____ Data provided

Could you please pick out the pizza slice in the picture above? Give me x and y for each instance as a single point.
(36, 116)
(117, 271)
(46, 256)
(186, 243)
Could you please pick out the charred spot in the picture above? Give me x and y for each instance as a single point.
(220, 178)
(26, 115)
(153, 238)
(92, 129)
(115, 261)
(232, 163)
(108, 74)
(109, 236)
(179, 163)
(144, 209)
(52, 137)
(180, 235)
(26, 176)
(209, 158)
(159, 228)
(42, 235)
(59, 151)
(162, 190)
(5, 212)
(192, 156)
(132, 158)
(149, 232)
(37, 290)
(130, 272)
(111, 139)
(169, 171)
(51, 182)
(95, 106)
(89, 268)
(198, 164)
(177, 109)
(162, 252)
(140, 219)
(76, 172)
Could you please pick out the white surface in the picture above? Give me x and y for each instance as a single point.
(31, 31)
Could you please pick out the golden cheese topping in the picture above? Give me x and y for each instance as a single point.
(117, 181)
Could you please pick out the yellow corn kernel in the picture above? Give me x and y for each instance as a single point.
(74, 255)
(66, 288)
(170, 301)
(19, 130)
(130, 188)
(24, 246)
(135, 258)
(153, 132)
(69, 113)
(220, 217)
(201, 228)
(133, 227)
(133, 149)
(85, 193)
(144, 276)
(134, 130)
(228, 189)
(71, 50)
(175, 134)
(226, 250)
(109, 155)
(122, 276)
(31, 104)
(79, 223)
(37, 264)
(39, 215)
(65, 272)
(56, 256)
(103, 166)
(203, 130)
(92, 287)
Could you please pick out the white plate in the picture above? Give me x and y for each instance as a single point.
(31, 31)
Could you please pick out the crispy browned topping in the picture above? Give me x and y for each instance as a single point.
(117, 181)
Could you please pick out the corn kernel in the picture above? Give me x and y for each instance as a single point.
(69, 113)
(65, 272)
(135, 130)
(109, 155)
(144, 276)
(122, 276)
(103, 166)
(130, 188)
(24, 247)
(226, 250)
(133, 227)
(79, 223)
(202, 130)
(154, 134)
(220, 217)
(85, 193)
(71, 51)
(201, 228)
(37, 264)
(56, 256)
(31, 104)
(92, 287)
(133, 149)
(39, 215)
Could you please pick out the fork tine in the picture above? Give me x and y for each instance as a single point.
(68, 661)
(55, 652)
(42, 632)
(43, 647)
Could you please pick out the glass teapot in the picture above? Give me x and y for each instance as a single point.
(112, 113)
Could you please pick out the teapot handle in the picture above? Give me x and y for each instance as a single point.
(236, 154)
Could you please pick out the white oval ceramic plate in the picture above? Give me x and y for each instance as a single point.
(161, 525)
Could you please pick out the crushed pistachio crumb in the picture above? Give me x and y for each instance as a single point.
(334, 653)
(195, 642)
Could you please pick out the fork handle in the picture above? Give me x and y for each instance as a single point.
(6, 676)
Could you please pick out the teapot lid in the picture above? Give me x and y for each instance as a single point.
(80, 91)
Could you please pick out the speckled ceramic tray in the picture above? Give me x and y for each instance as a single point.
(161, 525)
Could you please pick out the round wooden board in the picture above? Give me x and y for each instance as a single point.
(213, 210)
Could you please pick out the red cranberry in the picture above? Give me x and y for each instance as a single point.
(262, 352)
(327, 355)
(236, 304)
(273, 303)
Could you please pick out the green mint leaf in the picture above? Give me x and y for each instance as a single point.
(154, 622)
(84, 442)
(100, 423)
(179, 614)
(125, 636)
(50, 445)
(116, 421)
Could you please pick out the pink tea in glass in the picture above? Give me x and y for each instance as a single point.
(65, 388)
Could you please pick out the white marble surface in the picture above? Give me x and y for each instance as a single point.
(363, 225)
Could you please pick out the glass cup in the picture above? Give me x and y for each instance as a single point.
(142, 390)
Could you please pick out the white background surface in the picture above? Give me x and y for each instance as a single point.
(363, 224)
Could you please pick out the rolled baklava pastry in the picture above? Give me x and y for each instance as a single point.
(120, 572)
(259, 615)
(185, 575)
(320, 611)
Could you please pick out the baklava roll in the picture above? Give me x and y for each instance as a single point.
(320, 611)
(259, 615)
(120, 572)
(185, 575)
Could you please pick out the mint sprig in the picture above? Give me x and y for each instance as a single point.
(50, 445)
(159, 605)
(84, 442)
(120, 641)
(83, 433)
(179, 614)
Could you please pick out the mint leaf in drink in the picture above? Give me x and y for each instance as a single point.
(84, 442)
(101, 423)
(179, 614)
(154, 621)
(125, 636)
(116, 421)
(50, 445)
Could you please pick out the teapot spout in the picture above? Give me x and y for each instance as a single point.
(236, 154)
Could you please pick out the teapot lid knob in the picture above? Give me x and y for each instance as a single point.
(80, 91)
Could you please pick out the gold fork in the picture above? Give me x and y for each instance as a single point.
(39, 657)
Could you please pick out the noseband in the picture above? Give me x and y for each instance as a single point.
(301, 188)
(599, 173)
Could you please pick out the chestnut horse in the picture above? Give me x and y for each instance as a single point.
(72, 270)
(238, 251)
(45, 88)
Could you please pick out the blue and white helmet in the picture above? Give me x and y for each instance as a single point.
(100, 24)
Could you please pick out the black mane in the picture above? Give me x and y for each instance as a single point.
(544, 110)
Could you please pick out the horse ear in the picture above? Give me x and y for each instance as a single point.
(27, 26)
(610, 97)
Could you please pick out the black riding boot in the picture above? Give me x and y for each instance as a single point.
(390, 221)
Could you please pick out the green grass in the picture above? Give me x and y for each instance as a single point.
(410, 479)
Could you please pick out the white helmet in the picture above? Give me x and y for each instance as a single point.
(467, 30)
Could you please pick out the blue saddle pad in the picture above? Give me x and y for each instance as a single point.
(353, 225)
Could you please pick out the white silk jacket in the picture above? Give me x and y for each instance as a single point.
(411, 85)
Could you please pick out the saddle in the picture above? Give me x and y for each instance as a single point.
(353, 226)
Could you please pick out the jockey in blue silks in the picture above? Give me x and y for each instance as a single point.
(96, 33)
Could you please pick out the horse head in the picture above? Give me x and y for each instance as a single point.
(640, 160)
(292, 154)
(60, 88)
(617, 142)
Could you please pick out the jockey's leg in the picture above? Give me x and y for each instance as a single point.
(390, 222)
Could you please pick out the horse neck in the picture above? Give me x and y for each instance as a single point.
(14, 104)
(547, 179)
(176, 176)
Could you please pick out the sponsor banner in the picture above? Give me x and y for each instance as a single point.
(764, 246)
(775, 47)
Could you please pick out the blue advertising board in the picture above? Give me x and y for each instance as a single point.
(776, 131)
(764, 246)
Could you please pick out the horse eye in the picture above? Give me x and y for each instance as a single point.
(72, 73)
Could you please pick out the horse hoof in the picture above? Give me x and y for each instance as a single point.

________
____ Data provided

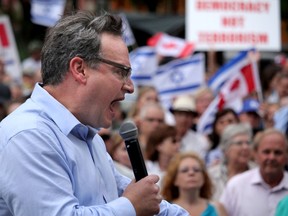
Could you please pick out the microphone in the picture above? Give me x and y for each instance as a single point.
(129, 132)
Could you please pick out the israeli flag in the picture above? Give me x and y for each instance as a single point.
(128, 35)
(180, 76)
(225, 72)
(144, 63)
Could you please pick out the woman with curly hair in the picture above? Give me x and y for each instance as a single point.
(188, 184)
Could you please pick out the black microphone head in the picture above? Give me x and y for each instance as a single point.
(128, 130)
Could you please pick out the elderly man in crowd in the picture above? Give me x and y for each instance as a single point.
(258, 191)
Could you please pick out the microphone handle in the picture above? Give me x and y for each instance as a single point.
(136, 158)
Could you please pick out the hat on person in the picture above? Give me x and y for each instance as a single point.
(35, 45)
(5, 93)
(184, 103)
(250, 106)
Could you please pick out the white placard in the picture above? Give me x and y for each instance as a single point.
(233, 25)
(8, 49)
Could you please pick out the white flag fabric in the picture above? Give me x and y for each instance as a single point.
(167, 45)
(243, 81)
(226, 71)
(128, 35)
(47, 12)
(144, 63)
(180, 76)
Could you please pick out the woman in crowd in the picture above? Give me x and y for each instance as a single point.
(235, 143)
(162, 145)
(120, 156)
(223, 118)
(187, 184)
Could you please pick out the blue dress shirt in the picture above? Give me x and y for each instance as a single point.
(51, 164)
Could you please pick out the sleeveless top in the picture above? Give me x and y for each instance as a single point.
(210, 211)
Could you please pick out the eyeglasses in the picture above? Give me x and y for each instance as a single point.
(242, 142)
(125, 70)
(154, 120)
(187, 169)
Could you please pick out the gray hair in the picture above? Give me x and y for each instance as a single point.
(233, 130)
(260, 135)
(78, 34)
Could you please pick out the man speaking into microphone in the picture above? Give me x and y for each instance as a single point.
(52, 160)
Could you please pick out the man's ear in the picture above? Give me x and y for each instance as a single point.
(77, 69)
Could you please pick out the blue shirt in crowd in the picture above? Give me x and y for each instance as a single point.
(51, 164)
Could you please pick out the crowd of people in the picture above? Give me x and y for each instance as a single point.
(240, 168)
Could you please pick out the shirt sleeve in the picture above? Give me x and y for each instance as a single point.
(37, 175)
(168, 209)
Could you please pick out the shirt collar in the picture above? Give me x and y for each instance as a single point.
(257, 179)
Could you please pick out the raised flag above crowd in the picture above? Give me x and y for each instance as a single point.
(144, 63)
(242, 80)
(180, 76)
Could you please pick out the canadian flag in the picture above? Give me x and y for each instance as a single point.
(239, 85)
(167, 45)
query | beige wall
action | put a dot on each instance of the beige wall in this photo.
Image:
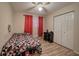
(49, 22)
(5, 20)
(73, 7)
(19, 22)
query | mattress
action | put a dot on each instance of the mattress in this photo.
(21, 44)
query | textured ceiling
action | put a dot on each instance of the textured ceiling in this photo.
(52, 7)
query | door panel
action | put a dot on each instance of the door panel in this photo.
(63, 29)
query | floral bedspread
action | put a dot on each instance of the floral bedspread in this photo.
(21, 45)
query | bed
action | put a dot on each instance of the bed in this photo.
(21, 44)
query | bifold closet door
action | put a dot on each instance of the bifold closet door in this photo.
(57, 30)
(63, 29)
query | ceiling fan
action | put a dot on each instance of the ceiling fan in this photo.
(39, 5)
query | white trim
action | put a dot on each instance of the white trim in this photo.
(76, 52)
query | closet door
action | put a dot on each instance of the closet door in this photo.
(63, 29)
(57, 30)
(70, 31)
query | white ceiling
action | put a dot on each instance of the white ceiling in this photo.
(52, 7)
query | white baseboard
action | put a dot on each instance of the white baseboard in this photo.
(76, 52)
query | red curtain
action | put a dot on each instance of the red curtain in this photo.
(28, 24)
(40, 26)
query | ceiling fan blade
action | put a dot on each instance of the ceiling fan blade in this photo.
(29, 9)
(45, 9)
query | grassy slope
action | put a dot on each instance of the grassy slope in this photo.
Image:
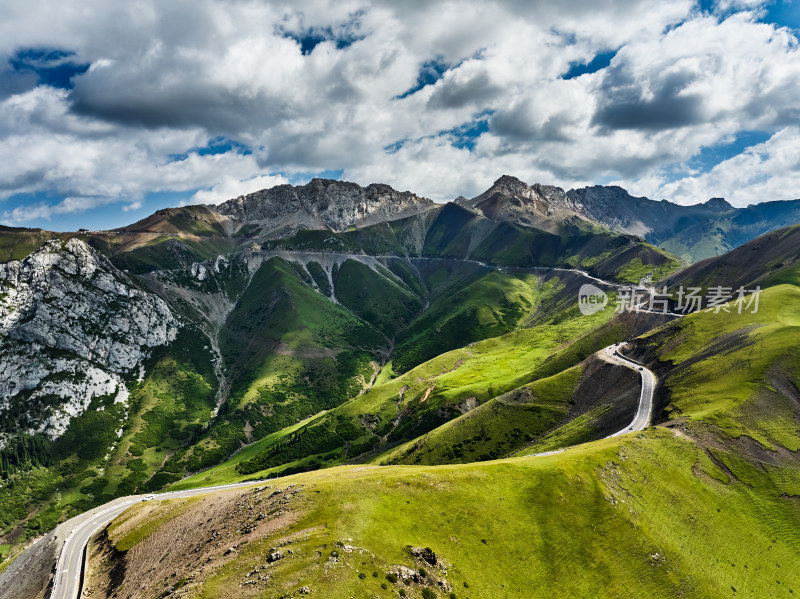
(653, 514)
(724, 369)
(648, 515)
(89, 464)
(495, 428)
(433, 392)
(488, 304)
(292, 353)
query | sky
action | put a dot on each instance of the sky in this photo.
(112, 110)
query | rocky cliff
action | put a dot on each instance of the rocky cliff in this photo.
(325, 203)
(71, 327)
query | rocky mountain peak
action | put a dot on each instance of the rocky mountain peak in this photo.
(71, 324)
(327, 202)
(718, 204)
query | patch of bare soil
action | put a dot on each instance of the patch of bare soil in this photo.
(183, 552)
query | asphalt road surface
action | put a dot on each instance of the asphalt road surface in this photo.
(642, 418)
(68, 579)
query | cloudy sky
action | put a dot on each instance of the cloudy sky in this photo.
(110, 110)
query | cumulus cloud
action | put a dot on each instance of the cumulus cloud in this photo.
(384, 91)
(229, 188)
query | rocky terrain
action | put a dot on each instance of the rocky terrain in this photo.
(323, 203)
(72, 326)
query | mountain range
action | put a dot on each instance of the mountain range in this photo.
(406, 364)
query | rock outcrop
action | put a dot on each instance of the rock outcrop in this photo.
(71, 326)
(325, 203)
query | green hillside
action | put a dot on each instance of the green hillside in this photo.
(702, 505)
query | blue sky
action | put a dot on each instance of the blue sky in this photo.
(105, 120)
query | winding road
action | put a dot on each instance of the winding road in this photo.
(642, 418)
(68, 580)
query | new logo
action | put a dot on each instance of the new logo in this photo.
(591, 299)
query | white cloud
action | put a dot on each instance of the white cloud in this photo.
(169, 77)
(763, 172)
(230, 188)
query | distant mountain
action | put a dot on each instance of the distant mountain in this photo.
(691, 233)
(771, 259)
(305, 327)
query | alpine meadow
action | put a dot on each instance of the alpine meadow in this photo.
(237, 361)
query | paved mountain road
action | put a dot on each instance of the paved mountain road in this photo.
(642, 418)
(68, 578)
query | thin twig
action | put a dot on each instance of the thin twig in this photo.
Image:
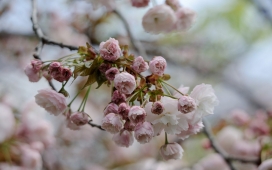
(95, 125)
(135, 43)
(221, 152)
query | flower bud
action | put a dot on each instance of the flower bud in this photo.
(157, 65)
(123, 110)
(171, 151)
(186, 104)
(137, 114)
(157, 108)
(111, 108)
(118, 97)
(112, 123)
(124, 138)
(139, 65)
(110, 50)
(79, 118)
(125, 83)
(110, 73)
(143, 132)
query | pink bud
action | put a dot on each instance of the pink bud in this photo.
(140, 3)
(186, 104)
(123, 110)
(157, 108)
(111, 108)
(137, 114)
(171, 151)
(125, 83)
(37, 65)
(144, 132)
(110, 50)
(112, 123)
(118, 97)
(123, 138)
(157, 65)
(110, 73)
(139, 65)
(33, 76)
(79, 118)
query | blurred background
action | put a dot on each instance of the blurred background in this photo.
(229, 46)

________
____ Data provided

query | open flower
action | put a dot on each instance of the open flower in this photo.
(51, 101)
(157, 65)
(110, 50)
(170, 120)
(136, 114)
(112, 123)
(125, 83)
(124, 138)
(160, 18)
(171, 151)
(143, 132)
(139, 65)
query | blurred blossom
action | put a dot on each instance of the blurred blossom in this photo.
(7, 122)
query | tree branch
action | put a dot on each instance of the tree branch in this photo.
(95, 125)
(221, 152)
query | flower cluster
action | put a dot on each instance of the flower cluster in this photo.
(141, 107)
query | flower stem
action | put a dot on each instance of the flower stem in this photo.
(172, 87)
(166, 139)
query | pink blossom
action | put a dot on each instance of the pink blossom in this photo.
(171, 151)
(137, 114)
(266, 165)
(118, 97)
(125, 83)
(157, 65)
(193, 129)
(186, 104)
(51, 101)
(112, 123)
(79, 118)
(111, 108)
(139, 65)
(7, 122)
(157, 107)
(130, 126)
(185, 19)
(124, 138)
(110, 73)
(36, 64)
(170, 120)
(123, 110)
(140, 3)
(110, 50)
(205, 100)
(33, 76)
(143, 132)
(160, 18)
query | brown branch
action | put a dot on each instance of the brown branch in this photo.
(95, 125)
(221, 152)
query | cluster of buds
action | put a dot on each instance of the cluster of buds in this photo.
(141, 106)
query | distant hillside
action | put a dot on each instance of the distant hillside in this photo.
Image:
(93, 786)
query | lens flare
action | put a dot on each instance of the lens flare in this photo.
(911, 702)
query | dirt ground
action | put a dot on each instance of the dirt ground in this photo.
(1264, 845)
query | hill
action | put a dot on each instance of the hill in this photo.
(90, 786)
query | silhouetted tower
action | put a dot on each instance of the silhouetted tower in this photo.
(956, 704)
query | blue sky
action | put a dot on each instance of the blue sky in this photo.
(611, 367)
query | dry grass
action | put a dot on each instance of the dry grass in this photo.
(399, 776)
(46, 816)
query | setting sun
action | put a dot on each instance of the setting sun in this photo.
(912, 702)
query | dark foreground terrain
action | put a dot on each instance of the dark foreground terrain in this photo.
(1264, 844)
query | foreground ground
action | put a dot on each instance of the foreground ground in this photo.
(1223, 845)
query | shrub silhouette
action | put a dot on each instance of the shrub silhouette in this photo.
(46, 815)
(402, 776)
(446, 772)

________

*Problem statement*. All lines above holding the word "twig" make up the answer; copy each one.

*Answer to the problem*.
query | thin twig
action | put a dot on each instance of the thin twig in this photo.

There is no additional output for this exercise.